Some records

_ _ _ _ _ _ _

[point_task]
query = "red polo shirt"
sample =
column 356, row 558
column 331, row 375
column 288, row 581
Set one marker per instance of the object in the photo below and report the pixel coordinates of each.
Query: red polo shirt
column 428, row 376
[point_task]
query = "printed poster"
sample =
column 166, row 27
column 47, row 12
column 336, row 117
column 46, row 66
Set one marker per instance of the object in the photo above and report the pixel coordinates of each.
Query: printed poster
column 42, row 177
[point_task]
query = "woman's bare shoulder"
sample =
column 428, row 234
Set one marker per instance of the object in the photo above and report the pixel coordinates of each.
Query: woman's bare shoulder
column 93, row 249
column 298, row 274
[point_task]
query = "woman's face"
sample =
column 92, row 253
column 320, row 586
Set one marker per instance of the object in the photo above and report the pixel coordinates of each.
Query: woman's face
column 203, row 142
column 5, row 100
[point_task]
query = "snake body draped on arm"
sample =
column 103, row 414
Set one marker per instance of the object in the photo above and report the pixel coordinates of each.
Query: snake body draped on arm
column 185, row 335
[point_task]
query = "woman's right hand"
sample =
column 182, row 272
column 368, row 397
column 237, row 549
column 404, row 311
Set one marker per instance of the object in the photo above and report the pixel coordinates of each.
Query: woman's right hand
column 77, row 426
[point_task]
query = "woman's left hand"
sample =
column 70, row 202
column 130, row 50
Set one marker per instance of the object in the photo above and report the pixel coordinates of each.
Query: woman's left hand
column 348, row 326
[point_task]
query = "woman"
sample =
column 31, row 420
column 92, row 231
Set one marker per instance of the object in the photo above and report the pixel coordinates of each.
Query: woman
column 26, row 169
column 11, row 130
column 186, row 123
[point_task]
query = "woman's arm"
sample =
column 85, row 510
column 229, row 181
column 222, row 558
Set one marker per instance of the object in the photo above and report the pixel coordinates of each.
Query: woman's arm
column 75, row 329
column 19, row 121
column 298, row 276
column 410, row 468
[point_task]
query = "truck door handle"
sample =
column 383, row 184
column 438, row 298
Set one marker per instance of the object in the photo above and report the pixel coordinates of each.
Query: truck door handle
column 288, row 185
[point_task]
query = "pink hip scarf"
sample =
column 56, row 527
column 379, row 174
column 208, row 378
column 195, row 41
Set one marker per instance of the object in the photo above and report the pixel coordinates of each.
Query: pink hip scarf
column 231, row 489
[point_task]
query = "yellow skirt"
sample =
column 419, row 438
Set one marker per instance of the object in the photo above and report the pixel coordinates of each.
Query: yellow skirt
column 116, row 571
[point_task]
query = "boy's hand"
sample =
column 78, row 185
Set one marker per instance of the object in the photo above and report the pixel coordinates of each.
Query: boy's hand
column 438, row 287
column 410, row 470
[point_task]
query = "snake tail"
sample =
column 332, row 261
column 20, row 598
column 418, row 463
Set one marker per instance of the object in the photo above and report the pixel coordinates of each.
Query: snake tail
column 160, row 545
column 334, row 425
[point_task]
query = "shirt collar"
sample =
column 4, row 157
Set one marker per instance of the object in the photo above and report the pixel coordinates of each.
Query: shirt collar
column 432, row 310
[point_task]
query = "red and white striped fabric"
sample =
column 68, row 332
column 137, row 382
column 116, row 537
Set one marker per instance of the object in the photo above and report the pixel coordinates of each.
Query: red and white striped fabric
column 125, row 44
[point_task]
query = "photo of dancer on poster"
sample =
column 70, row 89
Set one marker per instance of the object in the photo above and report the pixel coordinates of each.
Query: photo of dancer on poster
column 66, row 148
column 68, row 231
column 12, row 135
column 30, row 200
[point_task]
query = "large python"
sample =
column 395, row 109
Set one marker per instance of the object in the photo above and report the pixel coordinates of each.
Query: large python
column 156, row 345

_ _ _ _ _ _ _

Work instructions:
Lay out every line of the records above as a JSON list of strings, one string per line, and leave out any blank lines.

Answer to the task:
[
  "[point_task]",
  "query = \"red polo shirt\"",
  "sample =",
  "column 356, row 558",
  "column 331, row 375",
  "column 288, row 581",
  "Set one marker per instance of the object in the photo below and report the pixel coordinates of each.",
  "Query: red polo shirt",
  "column 428, row 376",
  "[point_task]",
  "query = \"printed poster\"",
  "sample =",
  "column 166, row 27",
  "column 47, row 12",
  "column 336, row 117",
  "column 46, row 66",
  "Set one marker per instance of the object in the photo above and report the pixel coordinates of each.",
  "Query: printed poster",
  "column 42, row 177",
  "[point_task]",
  "query = \"woman's bare shoulder\"",
  "sample =",
  "column 428, row 234",
  "Set one marker per instance of the object in the photo above and report the pixel coordinates of each.",
  "Query: woman's bare shoulder",
  "column 93, row 249",
  "column 298, row 274",
  "[point_task]",
  "query = \"woman's face\"",
  "sample =",
  "column 92, row 253",
  "column 320, row 586",
  "Set one marker per instance of the object in the photo above and report the pixel coordinates of each.",
  "Query: woman's face",
  "column 203, row 142",
  "column 5, row 100",
  "[point_task]",
  "query = \"snake body draped on arm\"",
  "sample =",
  "column 103, row 414",
  "Set one marker per instance of the object in the photo above and report the pixel coordinates of each.",
  "Query: snake body draped on arm",
  "column 185, row 335",
  "[point_task]",
  "query = \"woman's right hand\"",
  "sample =",
  "column 182, row 272",
  "column 368, row 397",
  "column 237, row 549",
  "column 404, row 311",
  "Set one marker per instance of the object in the photo above and report the pixel coordinates of each.",
  "Query: woman's right hand",
  "column 77, row 426",
  "[point_task]",
  "query = \"woman's left hand\"",
  "sample =",
  "column 70, row 202",
  "column 130, row 50",
  "Set one marker per instance of the object in the photo above and report the pixel coordinates of each.",
  "Query: woman's left hand",
  "column 348, row 326",
  "[point_task]",
  "query = \"woman\"",
  "sample =",
  "column 31, row 420",
  "column 92, row 231",
  "Set one marker per instance of the object in the photo above and report the pixel coordinates of each.",
  "Query: woman",
  "column 26, row 169",
  "column 11, row 130",
  "column 186, row 123",
  "[point_task]",
  "query = \"woman's arm\"",
  "sample =",
  "column 85, row 510",
  "column 229, row 181",
  "column 222, row 558",
  "Set one marker per instance of the object in the photo above and report the pixel coordinates of each.",
  "Query: woman's arm",
  "column 75, row 329",
  "column 19, row 121",
  "column 298, row 276",
  "column 410, row 468",
  "[point_task]",
  "query = \"truck door handle\"",
  "sample =",
  "column 383, row 184",
  "column 438, row 298",
  "Set one marker per instance of the object in the photo above and report the pixel coordinates of each.",
  "Query: truck door handle",
  "column 288, row 185",
  "[point_task]",
  "query = \"pink hip scarf\"",
  "sample =",
  "column 56, row 527",
  "column 379, row 174",
  "column 208, row 378",
  "column 195, row 41",
  "Set one marker per instance of the object in the photo above and report the pixel coordinates of each.",
  "Query: pink hip scarf",
  "column 231, row 489",
  "[point_task]",
  "query = \"yellow skirt\"",
  "sample =",
  "column 419, row 438",
  "Set one marker per instance of the object in the photo above and report the pixel coordinates of each.",
  "Query: yellow skirt",
  "column 116, row 571",
  "[point_task]",
  "query = \"boy's hand\"",
  "sample =",
  "column 78, row 185",
  "Set one marker per instance of the object in the photo above and report the pixel coordinates of each.",
  "Query: boy's hand",
  "column 438, row 287",
  "column 410, row 470",
  "[point_task]",
  "query = \"snake tail\"",
  "sample =",
  "column 332, row 261",
  "column 20, row 598",
  "column 418, row 463",
  "Set one marker per instance of the object in the photo above and report the pixel coordinates of each.",
  "Query: snake tail",
  "column 160, row 545",
  "column 334, row 425",
  "[point_task]",
  "query = \"shirt collar\"",
  "sample =",
  "column 4, row 157",
  "Set one marker per instance of the object in the photo above and report the pixel coordinates of each.",
  "Query: shirt collar",
  "column 432, row 310",
  "[point_task]",
  "query = \"red and white striped fabric\"",
  "sample =",
  "column 68, row 332",
  "column 137, row 382",
  "column 116, row 537",
  "Set one marker per instance of the object in the photo above and report the pixel coordinates of each.",
  "Query: red and white striped fabric",
  "column 125, row 44",
  "[point_task]",
  "query = \"photo of dancer on poster\"",
  "sample =",
  "column 70, row 89",
  "Set one marker per instance of the object in the photo above and report the pixel coordinates of each.",
  "Query: photo of dancer on poster",
  "column 66, row 148",
  "column 68, row 231",
  "column 12, row 135",
  "column 30, row 200",
  "[point_task]",
  "query = \"large python\"",
  "sample =",
  "column 395, row 109",
  "Set one marker per instance of the object in the photo above and report the pixel coordinates of each.",
  "Query: large python",
  "column 156, row 345"
]